WHAT NEEDS TO BE DONE: In the copy, include every entry exactly but none of its images.

GIVEN DATA:
++++++

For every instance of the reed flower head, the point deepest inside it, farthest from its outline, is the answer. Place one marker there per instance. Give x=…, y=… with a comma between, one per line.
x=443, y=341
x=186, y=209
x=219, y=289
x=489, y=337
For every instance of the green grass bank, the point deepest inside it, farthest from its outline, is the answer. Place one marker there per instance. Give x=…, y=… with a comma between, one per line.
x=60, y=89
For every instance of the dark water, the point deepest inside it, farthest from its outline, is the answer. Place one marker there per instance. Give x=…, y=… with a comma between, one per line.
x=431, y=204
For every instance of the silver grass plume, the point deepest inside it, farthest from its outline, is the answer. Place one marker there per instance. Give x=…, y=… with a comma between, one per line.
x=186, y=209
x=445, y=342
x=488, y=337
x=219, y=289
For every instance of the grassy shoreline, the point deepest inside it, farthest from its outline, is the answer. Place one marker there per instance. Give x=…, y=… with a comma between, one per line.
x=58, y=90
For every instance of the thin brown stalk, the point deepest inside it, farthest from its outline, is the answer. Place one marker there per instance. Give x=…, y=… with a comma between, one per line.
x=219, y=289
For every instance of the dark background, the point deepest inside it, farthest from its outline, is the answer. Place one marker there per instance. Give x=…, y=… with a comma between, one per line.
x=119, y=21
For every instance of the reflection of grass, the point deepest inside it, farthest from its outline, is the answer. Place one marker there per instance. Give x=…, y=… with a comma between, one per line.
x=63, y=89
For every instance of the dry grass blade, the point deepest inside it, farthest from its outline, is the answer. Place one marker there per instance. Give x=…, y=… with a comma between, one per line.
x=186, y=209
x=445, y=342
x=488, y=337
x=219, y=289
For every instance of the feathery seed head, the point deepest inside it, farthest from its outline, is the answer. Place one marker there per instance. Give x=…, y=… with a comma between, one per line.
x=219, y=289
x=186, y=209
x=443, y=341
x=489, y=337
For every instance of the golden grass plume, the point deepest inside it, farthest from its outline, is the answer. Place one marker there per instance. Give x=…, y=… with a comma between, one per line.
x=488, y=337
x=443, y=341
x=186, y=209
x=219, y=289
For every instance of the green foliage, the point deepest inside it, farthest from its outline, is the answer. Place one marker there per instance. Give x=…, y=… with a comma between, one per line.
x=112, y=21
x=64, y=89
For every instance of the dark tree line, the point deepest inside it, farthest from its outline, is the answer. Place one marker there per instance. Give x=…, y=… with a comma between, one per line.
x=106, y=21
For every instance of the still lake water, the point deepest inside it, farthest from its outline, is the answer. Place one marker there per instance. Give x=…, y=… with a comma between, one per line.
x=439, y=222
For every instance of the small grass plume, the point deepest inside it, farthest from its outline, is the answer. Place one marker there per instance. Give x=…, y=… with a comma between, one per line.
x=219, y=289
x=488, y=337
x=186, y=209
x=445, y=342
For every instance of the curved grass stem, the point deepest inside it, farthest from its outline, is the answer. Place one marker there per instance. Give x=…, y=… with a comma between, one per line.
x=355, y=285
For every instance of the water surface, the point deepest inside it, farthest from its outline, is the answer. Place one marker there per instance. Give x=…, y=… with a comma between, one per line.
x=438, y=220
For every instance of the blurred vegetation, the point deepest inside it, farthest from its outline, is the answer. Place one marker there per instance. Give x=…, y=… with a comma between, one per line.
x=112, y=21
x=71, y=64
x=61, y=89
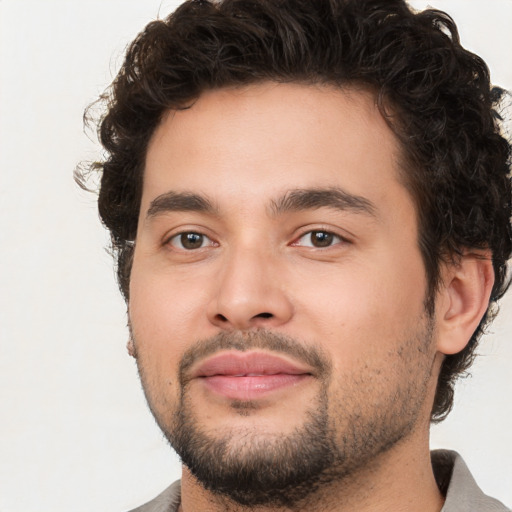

++++++

SOLUTION TO THIS TASK:
For every instance of the reed flower head, the point deepest inside it, farthest from its outline, is the answer. Place one marker there per instance. Give x=…, y=… with a comma between, one per line.
x=443, y=341
x=186, y=209
x=219, y=289
x=489, y=337
For every instance of the green grass bank, the point deepest inside it, farthest from its outline, is the answer. Place one marker there per instance. Give x=…, y=… with a comma between, one per line.
x=60, y=89
For every instance of the dark water, the point deepest inside it, farthest from its outline, is the answer. Place one marker there per instance. Give x=…, y=… with a comma between, one per line.
x=431, y=204
For every instance of the silver grass plume, the point deepest inside it, farthest from its outline, is the answer. Place one marker there per instance. Give x=…, y=… with a comma between, one per line.
x=186, y=209
x=445, y=342
x=488, y=337
x=219, y=289
For every instance of the grassy shoreline, the point deepest inside it, farthest from its outline, is the answer. Place one marker there per instance. Give x=…, y=… with a comma between, one per line.
x=58, y=90
For every instance of the thin brown stalk, the point deepest inside it, farthest from its outline, is the answer. Place one marker there per instance. Give x=…, y=… with a comma between, one per line.
x=219, y=289
For every instance of the dark background, the point deepest inside it, farthest from its outline, is the answer. Place one marker there per instance. Give x=…, y=… with a comma between, one per line.
x=119, y=21
For every instance of the reflection of grass, the point deepest inside it, farthest from its outline, is the answer. Place one marker there per instance. Give x=…, y=… with a comma between, one per line.
x=63, y=89
For every instance of the dry grass blade, the point deepest inside it, farthest from its outline, is the answer. Place one marker there per instance. Give x=…, y=… with a comma between, one per line.
x=186, y=209
x=445, y=342
x=488, y=337
x=219, y=289
For every instance of the feathery seed head, the point deepest inside it, farthest from its outline, is the answer. Place one marker there per instance. Give x=…, y=… with a comma between, one per line.
x=219, y=289
x=186, y=209
x=443, y=341
x=489, y=337
For every instance of the golden grass plume, the point deepest inside it, farthest from its outline, is the answer. Place one marker there per instance. Give x=…, y=… with a comma between, one per line.
x=488, y=337
x=443, y=341
x=186, y=209
x=219, y=289
For every instance of the green foliage, the point deepest inside it, farthest from its outline, is the answer. Place one marker there per instance. Give x=…, y=… with a comma between, one per line.
x=112, y=21
x=64, y=89
For every instance of the dark tree line, the point deepest inside it, farthest from its outline, is the answer. Place one marker there per instance. Give x=…, y=… with a comma between, one per line.
x=106, y=21
For every instance of the still lake water, the point deepest inside it, farthest from its outline, is the answer. Place one marker there per instance. Give x=…, y=… with a comma between, one per line.
x=439, y=222
For every instance of the small grass plume, the point deepest inside it, farthest from its outline, is the answer. Place one marker there per instance. Give x=…, y=… with a comma between, one per line.
x=219, y=289
x=488, y=337
x=186, y=209
x=445, y=342
For every instance of the curved grass stem, the point deepest inside it, farthest from its outline, is the answer. Place one marker there per instance. Give x=…, y=… with a comma between, one per line.
x=355, y=285
For every instance of the water surface, the point deepest inside it, farthest from its outline, is the answer. Place one marker there per instance. Give x=…, y=… with a comma between, one per line.
x=438, y=220
For every instance of the blurred vegetation, the point deepest inside it, farthest from its outline, is the answer. Place one marker there per instance. Give x=…, y=… with a comma between, one per line.
x=112, y=21
x=71, y=64
x=61, y=89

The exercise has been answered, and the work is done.